▽

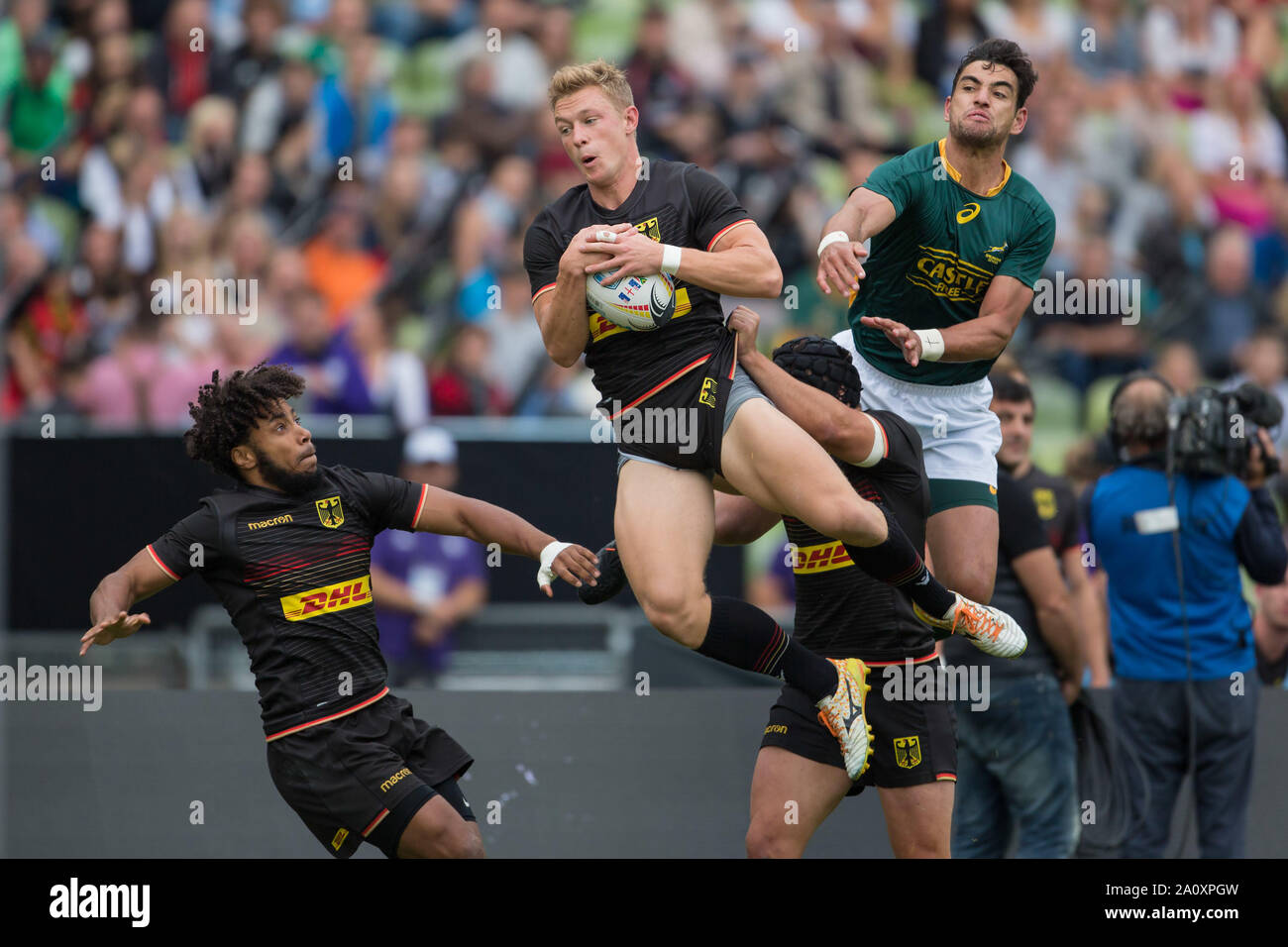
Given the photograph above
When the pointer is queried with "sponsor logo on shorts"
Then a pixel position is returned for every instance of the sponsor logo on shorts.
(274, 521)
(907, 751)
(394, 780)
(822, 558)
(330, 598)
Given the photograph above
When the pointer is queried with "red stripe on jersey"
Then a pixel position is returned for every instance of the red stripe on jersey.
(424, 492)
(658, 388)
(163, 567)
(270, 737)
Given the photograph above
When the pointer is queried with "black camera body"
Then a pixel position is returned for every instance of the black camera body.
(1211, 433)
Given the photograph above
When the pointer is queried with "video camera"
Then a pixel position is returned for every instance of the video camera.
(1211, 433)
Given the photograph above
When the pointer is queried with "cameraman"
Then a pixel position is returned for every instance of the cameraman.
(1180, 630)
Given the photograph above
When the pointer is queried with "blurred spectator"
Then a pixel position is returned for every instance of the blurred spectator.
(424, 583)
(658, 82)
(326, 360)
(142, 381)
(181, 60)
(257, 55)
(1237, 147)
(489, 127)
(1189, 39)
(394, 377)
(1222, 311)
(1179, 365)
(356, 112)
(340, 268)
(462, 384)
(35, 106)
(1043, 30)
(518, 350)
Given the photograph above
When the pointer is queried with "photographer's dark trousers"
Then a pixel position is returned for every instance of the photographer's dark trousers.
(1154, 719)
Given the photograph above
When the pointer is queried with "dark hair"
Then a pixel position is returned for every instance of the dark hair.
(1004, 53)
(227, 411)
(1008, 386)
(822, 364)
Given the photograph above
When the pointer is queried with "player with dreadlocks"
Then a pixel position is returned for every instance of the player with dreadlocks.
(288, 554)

△

Task description: Identify each line in the entries with the word "queried" and copy it.

Task answer:
When the pointer is queried with "sponsor logo on shorts"
When the pointer is queried with "red stripe on jersey"
When the pointer is queried with "black camera body"
When the pointer is queried with "video camera"
When the pointer is queried with "cameraman"
When the pointer is queried with "blurred spectator"
When the pointer is queried with "photographer's dark trousers"
When the pointer is queried with "dark hair"
When the pointer is queried with "player with dreadlocks"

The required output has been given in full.